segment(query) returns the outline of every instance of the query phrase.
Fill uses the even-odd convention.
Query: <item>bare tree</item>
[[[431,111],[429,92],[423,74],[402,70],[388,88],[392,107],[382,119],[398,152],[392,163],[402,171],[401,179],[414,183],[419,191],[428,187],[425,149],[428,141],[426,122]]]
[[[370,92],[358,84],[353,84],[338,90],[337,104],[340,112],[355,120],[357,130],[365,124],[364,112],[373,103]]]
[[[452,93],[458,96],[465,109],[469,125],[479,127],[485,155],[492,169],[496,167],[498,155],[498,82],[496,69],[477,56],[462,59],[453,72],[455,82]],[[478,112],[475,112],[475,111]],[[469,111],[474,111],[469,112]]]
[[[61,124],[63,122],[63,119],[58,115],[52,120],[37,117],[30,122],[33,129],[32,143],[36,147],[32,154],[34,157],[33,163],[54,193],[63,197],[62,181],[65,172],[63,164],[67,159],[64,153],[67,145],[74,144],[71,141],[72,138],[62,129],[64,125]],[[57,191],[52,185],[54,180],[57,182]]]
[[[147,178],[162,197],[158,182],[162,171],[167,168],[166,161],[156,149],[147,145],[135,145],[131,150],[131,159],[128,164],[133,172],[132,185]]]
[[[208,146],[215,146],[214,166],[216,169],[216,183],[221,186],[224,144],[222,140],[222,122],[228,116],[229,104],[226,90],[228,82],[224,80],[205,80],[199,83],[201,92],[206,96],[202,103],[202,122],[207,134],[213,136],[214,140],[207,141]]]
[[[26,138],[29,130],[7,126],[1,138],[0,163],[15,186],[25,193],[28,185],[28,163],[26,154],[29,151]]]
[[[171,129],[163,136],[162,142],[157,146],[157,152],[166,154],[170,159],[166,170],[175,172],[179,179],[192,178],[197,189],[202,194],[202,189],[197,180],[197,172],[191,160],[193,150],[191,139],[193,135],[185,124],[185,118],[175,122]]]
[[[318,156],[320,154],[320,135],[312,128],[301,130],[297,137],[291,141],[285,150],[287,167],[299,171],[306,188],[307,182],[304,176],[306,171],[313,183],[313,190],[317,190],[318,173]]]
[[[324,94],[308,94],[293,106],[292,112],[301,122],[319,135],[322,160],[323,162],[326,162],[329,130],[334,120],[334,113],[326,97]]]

**WHAT IS EXPECTED**
Copy all of the lines above, reproducing every character precisely.

**COMPLETE OUTPUT**
segment(query) returns the outline of every instance of the query phrase.
Fill uses the even-odd convention.
Query: <item>bare tree</item>
[[[431,111],[429,92],[423,74],[402,70],[388,88],[392,107],[382,119],[398,152],[392,163],[402,171],[401,179],[414,183],[419,191],[428,187],[425,149],[428,141],[426,122]]]
[[[370,92],[358,84],[353,84],[338,90],[337,104],[340,112],[355,120],[357,130],[365,124],[364,112],[373,103]]]
[[[452,93],[458,96],[465,109],[469,125],[479,127],[485,155],[492,169],[496,167],[498,155],[498,82],[496,69],[477,56],[462,59],[453,72],[455,82]],[[478,112],[475,112],[475,111]],[[469,111],[474,111],[469,112]]]
[[[61,124],[63,122],[63,119],[58,115],[52,120],[37,117],[30,122],[33,129],[32,143],[36,147],[32,154],[34,157],[33,163],[54,193],[63,197],[62,181],[65,172],[63,164],[67,159],[64,153],[67,145],[74,144],[71,141],[72,138],[62,129],[64,125]],[[57,191],[52,185],[54,180],[57,182]]]
[[[147,178],[162,197],[158,182],[162,171],[167,168],[166,161],[156,149],[147,145],[135,145],[131,150],[131,159],[128,164],[133,172],[132,185]]]
[[[208,146],[215,146],[214,166],[216,169],[216,183],[221,186],[224,144],[222,140],[222,122],[228,116],[229,104],[226,90],[228,82],[224,80],[205,80],[199,83],[201,92],[206,96],[202,103],[202,122],[207,134],[213,136],[214,140],[207,141]]]
[[[26,138],[29,130],[7,126],[1,138],[0,163],[15,186],[25,193],[28,185],[28,163],[26,154],[29,151]]]
[[[171,129],[163,136],[162,142],[157,146],[157,152],[166,154],[170,159],[166,170],[175,172],[179,179],[192,178],[197,189],[202,194],[202,189],[197,180],[197,172],[191,160],[193,150],[191,139],[193,135],[185,124],[185,118],[175,122]]]
[[[318,156],[320,154],[320,135],[312,128],[301,130],[297,137],[291,141],[285,150],[287,167],[299,171],[306,188],[307,182],[304,176],[306,171],[313,183],[313,190],[317,190],[318,173]]]
[[[324,94],[308,94],[293,106],[292,112],[301,122],[319,135],[322,160],[323,162],[326,162],[329,130],[334,120],[334,113],[326,97]]]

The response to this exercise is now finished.